#### Exercise:
Which of the lines below holds the string "with"? Copy every line that does.
□ □ □ □ □
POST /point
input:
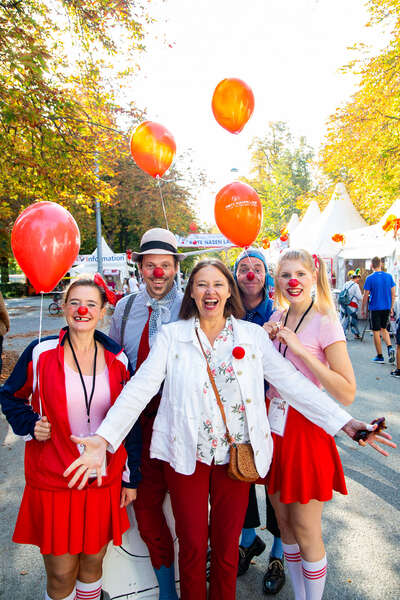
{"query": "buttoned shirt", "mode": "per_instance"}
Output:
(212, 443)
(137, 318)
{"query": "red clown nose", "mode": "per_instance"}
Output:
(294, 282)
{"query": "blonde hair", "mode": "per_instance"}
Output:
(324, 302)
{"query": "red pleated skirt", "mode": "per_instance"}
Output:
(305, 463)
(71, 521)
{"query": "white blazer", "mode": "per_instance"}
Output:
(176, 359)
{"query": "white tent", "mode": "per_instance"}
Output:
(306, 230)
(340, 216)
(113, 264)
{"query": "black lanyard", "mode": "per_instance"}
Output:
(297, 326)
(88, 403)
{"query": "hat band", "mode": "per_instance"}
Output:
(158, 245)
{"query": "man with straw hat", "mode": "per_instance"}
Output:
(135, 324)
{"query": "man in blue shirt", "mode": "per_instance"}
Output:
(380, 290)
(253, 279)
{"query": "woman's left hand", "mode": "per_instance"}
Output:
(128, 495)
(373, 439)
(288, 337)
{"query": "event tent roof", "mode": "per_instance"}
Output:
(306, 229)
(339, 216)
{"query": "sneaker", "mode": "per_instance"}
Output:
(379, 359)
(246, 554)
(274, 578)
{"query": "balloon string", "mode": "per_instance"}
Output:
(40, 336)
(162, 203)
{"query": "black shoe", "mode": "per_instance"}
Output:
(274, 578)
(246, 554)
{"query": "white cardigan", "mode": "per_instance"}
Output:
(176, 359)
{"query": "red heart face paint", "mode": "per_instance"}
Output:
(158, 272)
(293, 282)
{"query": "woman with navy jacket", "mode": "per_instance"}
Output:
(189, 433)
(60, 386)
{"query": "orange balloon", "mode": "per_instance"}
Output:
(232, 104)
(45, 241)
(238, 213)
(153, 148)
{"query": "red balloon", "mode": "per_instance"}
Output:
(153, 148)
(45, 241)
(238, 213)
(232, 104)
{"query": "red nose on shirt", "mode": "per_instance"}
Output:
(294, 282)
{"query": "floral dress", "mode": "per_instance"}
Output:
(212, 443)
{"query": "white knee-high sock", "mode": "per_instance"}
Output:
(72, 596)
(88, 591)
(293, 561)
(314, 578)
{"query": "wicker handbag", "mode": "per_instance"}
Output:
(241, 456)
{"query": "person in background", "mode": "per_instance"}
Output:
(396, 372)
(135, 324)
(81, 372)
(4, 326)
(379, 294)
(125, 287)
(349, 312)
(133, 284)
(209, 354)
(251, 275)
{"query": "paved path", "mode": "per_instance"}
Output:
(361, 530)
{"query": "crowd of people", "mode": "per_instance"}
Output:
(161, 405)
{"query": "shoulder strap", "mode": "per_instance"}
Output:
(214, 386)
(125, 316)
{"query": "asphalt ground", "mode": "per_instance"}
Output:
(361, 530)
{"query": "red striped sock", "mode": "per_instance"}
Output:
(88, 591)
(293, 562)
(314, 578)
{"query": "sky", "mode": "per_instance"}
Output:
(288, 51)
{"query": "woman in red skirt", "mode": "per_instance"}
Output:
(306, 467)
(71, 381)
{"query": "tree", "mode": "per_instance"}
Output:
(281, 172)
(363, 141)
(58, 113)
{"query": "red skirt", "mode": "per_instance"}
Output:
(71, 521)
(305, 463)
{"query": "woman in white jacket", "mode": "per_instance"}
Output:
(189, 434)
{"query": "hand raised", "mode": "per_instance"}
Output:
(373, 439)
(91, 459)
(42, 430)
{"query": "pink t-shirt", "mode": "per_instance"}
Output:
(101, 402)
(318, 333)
□ □ □ □ □
#### Result of this task:
{"query": "man with straw hat", "mode": "per_instance"}
{"query": "woman with navy jacket", "mode": "per_instance"}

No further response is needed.